↓↓↓

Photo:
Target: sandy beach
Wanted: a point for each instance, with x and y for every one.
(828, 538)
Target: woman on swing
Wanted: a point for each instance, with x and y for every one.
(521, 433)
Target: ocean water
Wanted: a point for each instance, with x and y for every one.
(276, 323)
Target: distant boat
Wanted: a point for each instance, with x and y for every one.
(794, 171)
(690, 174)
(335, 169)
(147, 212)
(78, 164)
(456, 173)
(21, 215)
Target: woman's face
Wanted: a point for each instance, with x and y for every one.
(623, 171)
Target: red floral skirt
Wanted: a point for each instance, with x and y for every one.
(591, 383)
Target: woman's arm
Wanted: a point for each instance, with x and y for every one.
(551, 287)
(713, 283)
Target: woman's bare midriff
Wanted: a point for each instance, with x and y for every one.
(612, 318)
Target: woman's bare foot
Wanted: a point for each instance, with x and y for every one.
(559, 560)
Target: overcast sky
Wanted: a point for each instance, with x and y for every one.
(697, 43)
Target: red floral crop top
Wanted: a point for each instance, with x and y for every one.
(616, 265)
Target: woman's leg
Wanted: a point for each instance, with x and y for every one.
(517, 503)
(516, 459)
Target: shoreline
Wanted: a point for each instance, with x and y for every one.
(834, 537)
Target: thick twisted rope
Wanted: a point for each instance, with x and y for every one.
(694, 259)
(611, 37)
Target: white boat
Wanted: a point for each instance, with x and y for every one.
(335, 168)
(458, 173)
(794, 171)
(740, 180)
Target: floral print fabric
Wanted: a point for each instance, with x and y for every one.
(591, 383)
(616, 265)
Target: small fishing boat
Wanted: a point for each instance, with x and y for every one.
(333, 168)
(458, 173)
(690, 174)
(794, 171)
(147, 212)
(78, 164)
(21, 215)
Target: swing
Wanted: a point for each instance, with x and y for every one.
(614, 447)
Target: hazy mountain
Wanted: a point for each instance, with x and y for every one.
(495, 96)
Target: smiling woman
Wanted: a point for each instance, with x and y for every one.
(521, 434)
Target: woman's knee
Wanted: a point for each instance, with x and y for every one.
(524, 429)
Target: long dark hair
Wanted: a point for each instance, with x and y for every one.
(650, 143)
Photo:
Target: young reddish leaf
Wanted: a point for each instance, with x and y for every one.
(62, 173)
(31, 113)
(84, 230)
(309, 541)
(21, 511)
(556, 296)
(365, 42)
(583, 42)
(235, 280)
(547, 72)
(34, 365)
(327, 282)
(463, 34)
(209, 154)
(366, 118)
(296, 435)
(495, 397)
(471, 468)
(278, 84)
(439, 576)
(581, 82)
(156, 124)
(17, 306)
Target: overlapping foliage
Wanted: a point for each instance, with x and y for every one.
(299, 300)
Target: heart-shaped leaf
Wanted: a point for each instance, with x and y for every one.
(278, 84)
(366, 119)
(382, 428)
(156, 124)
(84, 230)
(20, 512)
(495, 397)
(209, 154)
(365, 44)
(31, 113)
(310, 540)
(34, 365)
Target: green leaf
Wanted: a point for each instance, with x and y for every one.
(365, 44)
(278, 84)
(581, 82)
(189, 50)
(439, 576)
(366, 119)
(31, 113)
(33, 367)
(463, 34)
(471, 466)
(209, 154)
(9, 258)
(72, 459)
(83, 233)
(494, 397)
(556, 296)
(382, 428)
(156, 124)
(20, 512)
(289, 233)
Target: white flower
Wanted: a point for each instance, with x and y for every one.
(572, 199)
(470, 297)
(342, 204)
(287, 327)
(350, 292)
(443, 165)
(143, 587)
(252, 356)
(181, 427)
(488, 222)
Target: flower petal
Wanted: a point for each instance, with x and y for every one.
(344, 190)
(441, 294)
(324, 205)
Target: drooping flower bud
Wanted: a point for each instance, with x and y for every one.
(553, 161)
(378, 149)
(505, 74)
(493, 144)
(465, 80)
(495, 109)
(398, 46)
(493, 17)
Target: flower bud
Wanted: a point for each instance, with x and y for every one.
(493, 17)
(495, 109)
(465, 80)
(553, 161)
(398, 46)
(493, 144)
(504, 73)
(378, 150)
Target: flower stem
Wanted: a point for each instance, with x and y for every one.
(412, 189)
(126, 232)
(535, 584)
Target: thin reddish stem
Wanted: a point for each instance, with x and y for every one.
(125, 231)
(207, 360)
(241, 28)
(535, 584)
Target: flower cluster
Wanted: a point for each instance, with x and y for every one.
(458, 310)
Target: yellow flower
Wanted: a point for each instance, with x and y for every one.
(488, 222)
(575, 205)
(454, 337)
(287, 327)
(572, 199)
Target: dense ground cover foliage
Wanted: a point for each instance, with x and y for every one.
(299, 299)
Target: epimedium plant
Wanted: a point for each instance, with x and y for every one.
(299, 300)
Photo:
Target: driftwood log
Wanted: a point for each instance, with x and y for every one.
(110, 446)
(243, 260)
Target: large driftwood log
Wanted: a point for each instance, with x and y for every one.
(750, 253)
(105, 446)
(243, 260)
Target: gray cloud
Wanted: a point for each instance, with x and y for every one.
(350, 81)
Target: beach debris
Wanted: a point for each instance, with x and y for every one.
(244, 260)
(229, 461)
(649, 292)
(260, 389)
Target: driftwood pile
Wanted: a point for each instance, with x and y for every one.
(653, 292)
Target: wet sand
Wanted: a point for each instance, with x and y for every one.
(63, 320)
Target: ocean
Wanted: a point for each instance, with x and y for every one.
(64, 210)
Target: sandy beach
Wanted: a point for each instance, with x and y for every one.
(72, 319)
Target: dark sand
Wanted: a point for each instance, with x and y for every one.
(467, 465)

↑↑↑

### Prompt
Take from the material every line that holds "white".

### Written answer
Target: white boat
Target: white flower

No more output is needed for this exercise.